Record excerpts —
__________________________________________________
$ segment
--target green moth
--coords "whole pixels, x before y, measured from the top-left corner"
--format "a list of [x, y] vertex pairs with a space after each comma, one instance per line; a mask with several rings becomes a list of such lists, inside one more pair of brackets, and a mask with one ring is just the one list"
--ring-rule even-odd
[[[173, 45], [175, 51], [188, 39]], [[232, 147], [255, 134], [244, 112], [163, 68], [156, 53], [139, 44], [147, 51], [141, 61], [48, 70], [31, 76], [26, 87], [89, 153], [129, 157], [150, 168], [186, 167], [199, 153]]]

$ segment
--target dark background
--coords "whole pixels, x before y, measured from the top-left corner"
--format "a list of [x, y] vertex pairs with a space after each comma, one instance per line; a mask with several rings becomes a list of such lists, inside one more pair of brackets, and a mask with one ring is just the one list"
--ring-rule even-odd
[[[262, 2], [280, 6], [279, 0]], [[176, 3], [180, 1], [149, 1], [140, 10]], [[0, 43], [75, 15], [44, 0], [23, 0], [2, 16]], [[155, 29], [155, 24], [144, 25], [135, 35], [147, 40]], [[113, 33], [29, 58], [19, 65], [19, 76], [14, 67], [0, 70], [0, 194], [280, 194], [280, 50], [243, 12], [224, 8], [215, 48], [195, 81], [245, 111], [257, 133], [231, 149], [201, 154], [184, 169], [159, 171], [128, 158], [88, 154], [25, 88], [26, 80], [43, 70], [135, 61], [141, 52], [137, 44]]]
__________________________________________________
Exercise directions — If a line in the listing holds the word "target", list that line.

Result below —
--target green moth
--target dark background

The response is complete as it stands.